**Try it**
Your task is to set down the records below again, exactly.

**Records provided**
■ ■ ■ ■ ■ ■ ■

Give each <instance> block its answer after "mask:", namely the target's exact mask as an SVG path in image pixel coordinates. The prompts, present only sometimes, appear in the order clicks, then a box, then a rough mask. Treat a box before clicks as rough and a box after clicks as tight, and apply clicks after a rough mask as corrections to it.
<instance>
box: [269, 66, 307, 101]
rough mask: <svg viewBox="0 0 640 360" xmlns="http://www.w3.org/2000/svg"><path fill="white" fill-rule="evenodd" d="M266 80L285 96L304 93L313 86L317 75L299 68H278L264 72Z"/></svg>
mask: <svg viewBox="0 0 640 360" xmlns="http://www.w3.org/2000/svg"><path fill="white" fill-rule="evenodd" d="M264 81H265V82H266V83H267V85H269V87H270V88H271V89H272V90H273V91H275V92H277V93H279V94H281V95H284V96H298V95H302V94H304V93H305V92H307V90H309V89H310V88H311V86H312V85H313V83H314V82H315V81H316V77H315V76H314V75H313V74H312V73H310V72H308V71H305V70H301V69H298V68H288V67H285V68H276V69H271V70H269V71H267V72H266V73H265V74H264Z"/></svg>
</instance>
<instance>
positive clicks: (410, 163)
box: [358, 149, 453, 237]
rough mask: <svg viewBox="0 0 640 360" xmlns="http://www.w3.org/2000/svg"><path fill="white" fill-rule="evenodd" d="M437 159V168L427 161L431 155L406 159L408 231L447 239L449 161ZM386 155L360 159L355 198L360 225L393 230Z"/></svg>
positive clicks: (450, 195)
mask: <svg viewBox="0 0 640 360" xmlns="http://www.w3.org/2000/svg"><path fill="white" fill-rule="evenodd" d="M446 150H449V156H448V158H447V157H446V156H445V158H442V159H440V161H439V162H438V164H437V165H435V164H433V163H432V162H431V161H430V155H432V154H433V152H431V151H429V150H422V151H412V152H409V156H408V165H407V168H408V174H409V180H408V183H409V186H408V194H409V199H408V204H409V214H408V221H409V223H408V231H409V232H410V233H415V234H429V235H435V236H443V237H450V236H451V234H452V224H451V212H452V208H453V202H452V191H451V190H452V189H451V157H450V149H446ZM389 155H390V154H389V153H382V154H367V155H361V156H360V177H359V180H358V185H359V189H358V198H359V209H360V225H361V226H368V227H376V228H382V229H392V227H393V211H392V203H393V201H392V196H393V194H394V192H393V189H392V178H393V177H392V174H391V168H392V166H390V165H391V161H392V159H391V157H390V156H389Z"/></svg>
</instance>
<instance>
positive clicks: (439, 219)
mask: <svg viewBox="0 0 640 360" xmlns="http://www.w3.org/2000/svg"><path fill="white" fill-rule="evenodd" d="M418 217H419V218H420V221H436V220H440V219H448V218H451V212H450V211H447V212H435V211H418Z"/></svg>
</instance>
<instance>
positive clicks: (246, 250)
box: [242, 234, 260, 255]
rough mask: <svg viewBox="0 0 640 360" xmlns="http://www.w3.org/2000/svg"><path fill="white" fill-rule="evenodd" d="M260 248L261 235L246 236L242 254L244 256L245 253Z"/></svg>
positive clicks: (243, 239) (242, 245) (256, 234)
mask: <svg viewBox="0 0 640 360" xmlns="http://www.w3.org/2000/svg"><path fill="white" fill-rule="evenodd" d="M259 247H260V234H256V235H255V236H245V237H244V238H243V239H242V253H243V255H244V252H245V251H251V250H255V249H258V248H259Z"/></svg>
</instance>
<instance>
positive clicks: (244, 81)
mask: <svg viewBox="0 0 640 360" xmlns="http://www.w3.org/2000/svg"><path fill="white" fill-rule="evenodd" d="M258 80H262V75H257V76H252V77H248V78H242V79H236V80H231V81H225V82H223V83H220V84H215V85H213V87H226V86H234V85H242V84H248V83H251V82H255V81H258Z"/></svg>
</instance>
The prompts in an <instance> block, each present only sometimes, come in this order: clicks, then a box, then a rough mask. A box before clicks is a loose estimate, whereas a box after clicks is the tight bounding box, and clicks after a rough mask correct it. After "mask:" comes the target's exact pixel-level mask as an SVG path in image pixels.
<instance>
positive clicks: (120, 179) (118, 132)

■ ■ ■ ■ ■ ■ ■

**Answer to this exercise**
Give each <instance> block its answer after "mask:", namely the target's exact mask as an SVG path in image pixel coordinates. The prompts, present only sometimes, appear in the order clicks, then a box, then a rough mask. Treat a box before clicks as rough and a box after clicks as tight, and apply clicks after a rough mask as corrections to it.
<instance>
box: [269, 66, 307, 101]
rough mask: <svg viewBox="0 0 640 360" xmlns="http://www.w3.org/2000/svg"><path fill="white" fill-rule="evenodd" d="M266 80L285 96L304 93L313 86L317 75L299 68H278L264 72Z"/></svg>
mask: <svg viewBox="0 0 640 360" xmlns="http://www.w3.org/2000/svg"><path fill="white" fill-rule="evenodd" d="M264 81H265V82H266V83H267V85H269V87H270V88H271V89H272V90H273V91H275V92H277V93H279V94H281V95H284V96H298V95H302V94H304V93H305V92H307V90H309V89H310V88H311V86H312V85H313V83H314V82H315V81H316V77H315V76H314V75H313V74H312V73H310V72H308V71H305V70H301V69H298V68H288V67H285V68H276V69H271V70H269V71H267V72H266V73H265V74H264Z"/></svg>
</instance>
<instance>
positive clicks: (410, 163)
box: [358, 149, 453, 237]
rough mask: <svg viewBox="0 0 640 360" xmlns="http://www.w3.org/2000/svg"><path fill="white" fill-rule="evenodd" d="M437 159V168L427 161L431 155L406 159L408 231L447 239L449 161ZM386 155L360 159L355 198L360 225L393 230Z"/></svg>
positive clicks: (450, 195)
mask: <svg viewBox="0 0 640 360" xmlns="http://www.w3.org/2000/svg"><path fill="white" fill-rule="evenodd" d="M446 150H449V156H448V158H447V157H446V156H445V158H442V159H440V161H439V162H438V164H437V165H435V164H433V163H432V162H431V161H430V155H432V154H433V152H431V151H429V150H422V151H412V152H409V156H408V165H407V168H408V174H409V180H408V183H409V186H408V194H409V199H408V204H409V214H408V221H409V223H408V231H409V232H410V233H415V234H429V235H435V236H443V237H450V236H451V234H452V224H451V212H452V208H453V202H452V191H451V190H452V189H451V157H450V149H446ZM389 155H390V154H389V153H382V154H367V155H361V156H360V177H359V180H358V185H359V189H358V198H359V209H360V225H361V226H368V227H376V228H382V229H392V227H393V211H392V203H393V201H392V196H393V194H394V192H393V189H392V178H393V177H392V174H391V168H392V166H390V165H391V161H392V159H391V157H390V156H389Z"/></svg>
</instance>
<instance>
positive clicks: (439, 219)
mask: <svg viewBox="0 0 640 360" xmlns="http://www.w3.org/2000/svg"><path fill="white" fill-rule="evenodd" d="M418 217H419V218H420V221H436V220H440V219H448V218H451V212H450V211H447V212H435V211H418Z"/></svg>
</instance>
<instance>
positive clicks: (246, 250)
box: [242, 234, 260, 255]
rough mask: <svg viewBox="0 0 640 360" xmlns="http://www.w3.org/2000/svg"><path fill="white" fill-rule="evenodd" d="M260 248L261 235L246 236L242 254L244 256L245 253Z"/></svg>
positive clicks: (243, 239) (242, 245) (256, 234)
mask: <svg viewBox="0 0 640 360" xmlns="http://www.w3.org/2000/svg"><path fill="white" fill-rule="evenodd" d="M259 247H260V234H256V235H255V236H245V237H244V238H243V239H242V253H243V255H244V252H245V251H251V250H255V249H258V248H259Z"/></svg>
</instance>
<instance>
positive clicks: (244, 81)
mask: <svg viewBox="0 0 640 360" xmlns="http://www.w3.org/2000/svg"><path fill="white" fill-rule="evenodd" d="M258 80H262V75H257V76H252V77H248V78H242V79H236V80H231V81H225V82H223V83H220V84H215V85H213V87H226V86H234V85H242V84H248V83H251V82H255V81H258Z"/></svg>
</instance>
The prompts in an <instance> block, each present only sometimes, come in this order: clicks, then a box, then a rough mask. A box before clicks is a loose estimate, whereas a box after clicks is the tight bounding box, and clicks after a rough mask correct it. After "mask:" comes the target's exact pixel-level mask as an SVG path in image pixels.
<instance>
positive clicks: (120, 179) (118, 132)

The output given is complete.